## [Task prompt]
Answer these questions from the transistor passage, one line each:
(a) How are the nMOS and pMOS transistors 120, 122 in FIG. 3 configured?
(b) What thickness can the silicon layer 150 have?
(c) What kind of stress does the planar gate structure 160 impart in the n-channel 115?

## [Extract]
☆ ☆ ☆ ☆ ☆
In still other embodiments of the device 100, at least one of the first or second transistor devices includes one or more single-gate planar transistors. FIG. 3 (numbered similarly to FIGS. 1-2B) shows a perspective view of a portion of an example first transistor device 105 that includes nMOS and pMOS transistors 120, 122 configured as single-gate planar transistors. For the reasons discussed above (e.g., ability to set the threshold voltage) preferred embodiments of nMOS and pMOS transistors 120, 122 are fully-depleted transistors.

The nMOS and pMOS transistors 120, 122 can comprise a silicon layer 150 having a thickness 170 of about 20 nanometers or less. The silicon layer 150 can have a long laterally axis 135 (e.g., along the width 310 of the planar gate structure 160) that is aligned with a (110) orientation plane of the silicon layer 150. The silicon layer 150 can be configured as strained silicon or relaxed silicon similar to that discussed above. The n-channel 115 can contact a planar gate structure 160 that imparts a tensile stress in the n-channel 115. In some embodiments both the n-channels and p-channels 115, 117 can contact the tensile stress-producing gate structure 160. A second transistor device (analogous to the second transistor device 107 shown in FIG. 1) could have nMOS and pMOS transistors that are similarly configured as single-gate planar transistors.
☆ ☆ ☆ ☆ ☆
## [Material]
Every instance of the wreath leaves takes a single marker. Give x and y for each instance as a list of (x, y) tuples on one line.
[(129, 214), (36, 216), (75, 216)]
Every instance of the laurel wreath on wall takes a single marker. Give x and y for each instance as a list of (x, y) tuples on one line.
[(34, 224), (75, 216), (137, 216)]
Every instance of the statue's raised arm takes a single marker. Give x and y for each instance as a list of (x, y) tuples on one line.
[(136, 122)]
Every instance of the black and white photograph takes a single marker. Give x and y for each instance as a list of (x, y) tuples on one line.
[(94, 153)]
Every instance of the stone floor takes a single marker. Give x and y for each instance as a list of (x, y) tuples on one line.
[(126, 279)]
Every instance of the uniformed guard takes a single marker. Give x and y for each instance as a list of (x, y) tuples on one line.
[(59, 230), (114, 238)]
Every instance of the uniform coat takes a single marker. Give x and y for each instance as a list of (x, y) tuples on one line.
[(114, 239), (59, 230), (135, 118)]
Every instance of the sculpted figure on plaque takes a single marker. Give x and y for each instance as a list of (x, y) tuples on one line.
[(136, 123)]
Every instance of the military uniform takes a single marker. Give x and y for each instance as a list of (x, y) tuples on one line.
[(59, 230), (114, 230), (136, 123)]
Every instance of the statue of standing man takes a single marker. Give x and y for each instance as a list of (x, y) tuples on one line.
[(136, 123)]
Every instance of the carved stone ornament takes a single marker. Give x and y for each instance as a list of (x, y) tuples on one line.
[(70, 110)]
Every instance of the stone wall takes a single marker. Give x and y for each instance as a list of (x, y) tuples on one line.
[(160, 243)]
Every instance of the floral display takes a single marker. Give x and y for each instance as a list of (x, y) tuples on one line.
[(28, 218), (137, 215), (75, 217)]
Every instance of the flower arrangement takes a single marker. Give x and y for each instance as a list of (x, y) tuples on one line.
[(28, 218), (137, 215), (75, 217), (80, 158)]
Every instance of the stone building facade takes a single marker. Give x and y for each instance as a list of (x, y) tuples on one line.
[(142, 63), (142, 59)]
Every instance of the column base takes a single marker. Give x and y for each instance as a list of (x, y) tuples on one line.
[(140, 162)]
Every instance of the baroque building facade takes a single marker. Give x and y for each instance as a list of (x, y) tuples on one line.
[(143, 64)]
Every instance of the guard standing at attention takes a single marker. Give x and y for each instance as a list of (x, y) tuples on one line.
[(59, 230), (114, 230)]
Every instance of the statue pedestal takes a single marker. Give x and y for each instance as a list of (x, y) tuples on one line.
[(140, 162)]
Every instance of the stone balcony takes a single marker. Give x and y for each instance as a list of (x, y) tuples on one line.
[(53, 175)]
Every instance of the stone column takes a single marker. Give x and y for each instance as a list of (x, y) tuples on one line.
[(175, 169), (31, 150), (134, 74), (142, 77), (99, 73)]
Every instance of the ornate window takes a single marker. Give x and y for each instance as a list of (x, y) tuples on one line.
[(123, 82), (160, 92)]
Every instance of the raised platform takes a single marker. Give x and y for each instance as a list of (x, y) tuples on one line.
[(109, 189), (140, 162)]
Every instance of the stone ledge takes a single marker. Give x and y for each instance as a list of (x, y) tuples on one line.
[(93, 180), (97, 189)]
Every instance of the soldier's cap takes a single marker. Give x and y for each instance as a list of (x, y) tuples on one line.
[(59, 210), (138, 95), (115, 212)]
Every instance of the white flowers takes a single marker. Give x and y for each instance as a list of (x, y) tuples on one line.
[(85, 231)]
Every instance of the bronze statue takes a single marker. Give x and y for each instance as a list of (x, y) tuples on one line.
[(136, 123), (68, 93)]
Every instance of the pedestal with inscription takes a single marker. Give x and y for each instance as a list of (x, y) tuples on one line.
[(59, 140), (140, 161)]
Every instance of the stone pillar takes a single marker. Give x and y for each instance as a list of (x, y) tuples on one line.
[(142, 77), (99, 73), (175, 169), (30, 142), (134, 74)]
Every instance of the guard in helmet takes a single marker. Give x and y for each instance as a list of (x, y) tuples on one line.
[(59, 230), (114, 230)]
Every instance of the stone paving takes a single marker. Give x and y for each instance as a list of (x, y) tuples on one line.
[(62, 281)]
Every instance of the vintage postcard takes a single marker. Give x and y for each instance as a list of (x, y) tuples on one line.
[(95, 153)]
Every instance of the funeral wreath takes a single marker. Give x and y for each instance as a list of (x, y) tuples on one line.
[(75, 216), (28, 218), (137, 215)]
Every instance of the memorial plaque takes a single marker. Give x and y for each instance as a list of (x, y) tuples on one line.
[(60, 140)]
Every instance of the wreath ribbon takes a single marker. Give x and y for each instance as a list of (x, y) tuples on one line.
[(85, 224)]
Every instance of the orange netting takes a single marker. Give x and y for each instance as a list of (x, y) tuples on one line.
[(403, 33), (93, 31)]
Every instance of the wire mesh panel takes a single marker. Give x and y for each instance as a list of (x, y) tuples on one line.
☆ ☆ ☆ ☆ ☆
## [Result for this task]
(a) As single-gate planar transistors.
(b) About 20 nanometers or less.
(c) Tensile stress.